**SET TASK**:
Write the listing out again, all of it, word for word.

********

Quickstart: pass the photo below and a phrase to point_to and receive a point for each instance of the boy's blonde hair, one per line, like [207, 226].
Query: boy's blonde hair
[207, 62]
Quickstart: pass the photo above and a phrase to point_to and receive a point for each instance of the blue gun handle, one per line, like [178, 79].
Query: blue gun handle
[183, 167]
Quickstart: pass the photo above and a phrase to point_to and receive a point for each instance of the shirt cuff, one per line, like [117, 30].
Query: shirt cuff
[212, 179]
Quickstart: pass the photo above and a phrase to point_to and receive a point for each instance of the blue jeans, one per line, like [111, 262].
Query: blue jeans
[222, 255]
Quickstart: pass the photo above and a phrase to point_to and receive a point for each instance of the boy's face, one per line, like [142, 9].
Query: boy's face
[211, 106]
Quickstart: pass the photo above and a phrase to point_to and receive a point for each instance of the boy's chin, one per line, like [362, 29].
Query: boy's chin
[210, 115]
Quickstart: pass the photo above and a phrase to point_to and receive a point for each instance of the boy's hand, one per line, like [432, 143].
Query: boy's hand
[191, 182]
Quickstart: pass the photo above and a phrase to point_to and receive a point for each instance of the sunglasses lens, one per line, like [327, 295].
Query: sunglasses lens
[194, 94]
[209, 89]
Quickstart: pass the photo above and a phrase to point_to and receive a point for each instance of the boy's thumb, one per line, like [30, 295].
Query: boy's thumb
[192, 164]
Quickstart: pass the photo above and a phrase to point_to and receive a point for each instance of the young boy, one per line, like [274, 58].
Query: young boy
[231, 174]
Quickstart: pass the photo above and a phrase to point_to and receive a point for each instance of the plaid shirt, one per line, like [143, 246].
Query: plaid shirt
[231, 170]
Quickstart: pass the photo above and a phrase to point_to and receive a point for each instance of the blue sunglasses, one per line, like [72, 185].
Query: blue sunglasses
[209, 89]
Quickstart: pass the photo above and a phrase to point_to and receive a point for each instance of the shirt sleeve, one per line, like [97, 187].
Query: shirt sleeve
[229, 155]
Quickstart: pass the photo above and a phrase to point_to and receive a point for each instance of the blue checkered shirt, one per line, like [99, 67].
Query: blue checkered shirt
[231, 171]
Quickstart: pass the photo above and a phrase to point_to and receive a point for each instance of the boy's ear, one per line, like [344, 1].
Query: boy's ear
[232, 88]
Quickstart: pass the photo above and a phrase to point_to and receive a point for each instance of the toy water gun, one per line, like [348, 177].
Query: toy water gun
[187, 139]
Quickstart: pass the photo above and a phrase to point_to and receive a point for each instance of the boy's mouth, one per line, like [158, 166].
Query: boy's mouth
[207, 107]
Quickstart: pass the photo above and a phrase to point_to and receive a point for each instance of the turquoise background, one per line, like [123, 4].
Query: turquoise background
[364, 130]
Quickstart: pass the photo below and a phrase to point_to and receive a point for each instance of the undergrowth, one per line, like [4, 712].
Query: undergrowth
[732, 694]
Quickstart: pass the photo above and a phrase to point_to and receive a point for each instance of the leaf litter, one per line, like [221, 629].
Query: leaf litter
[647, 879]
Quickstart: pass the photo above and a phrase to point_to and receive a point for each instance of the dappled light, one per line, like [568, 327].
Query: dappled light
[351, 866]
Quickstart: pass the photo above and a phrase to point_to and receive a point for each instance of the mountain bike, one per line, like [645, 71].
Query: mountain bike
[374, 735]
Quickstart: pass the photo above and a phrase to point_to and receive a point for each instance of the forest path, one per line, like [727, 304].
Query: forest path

********

**FINISHED TASK**:
Quickstart: pass the photo below and a phrase to point_to and receive a point for each instance of the boy's blonde hair, one per line, like [207, 226].
Query: boy's blonde hair
[207, 62]
Quickstart: pass the photo above and a phrase to point_to and receive a point for each instance of the blue gun handle, one per line, like [178, 79].
Query: blue gun handle
[183, 167]
Quickstart: pass the photo above and a phrase to point_to and receive a point for each instance of the shirt cuff, one per line, like [117, 30].
Query: shirt cuff
[212, 179]
Quickstart: pass the photo above and a phrase to point_to and receive a point for each instance of the blue jeans, one per line, like [111, 262].
Query: blue jeans
[222, 255]
Quickstart: pass the photo above and a phrase to point_to and receive a point for each instance of the boy's face, one per line, like [142, 9].
Query: boy's face
[211, 106]
Quickstart: pass the photo above and a phrase to point_to and receive a point for each instance of the boy's chin, one per line, like [362, 29].
Query: boy's chin
[210, 115]
Quickstart: pass the photo above and a phrase to point_to and receive a point for each instance of the boy's hand, one per line, like [432, 143].
Query: boy's hand
[191, 182]
Quickstart: pass the photo above and a phrase to point_to and receive a point for each instance of the sunglasses lens, one per line, like [327, 295].
Query: sunglasses lens
[194, 94]
[209, 89]
Quickstart: pass the photo above and a phrase to point_to and receive a point for each instance of the boy's thumb, one per line, like [30, 295].
Query: boy's thumb
[192, 164]
Quickstart: pass the photo above and a phrase to point_to and receive a point for each instance of the young boy, one per line, like [274, 58].
Query: young boy
[231, 174]
Quickstart: pass the photo above and a phrase to point_to and receive a point for each instance of the plaid shirt, one per line, like [143, 246].
Query: plaid shirt
[231, 170]
Quickstart: pass the photo above and a phrase to point_to and receive a point for each instance of the blue sunglasses, one per line, like [72, 185].
Query: blue sunglasses
[209, 89]
Quickstart: pass the photo above and a phrase to point_to and receive a point for each instance of the shirt sleeve, one per line, like [97, 187].
Query: shirt sleeve
[229, 155]
Quickstart: pass the photo above and a phrase to point_to and receive a point for each instance of the blue checkered shirt, one per line, like [99, 67].
Query: blue checkered shirt
[231, 171]
Quickstart: pass the photo above and a phrase to point_to and receive a point for each instance of the boy's ear, one per line, like [344, 1].
Query: boy's ear
[232, 88]
Quickstart: pass the photo above and a phrase to point_to and receive a point for each instance of the toy water gun, one per line, like [348, 177].
Query: toy water gun
[187, 139]
Quickstart: pass the photo above and a phrase to point_to and receive a point for each instance of the boy's mouth, one per line, like [158, 166].
Query: boy's mouth
[207, 107]
Quickstart: pass the photo above and a phrase to point_to and receive a point for each instance of the turquoise background, one per line, like [123, 4].
Query: turquoise background
[364, 130]
Quickstart: pass the photo below and a phrase to point_to and receive a point for each instance of the undergrowth, one per line, like [4, 712].
Query: undergrowth
[732, 694]
Quickstart: pass the photo above and a phrase to point_to and receive a point for each instance of the leaf litter, one per line, like [221, 629].
Query: leaf litter
[647, 879]
Quickstart: pass the photo above and a phrase to point_to and receive a point for each instance of the dappled light, one per line, like [568, 327].
Query: dappled light
[351, 866]
Quickstart: pass the photo above and a phrase to point_to and receive a point for each instance of the mountain bike, one per line, like [645, 71].
Query: mountain bike
[374, 735]
Quickstart: pass the photo above and a phrase to point_to and receive a point for each instance of the forest path, one per line, like [727, 304].
Query: forest path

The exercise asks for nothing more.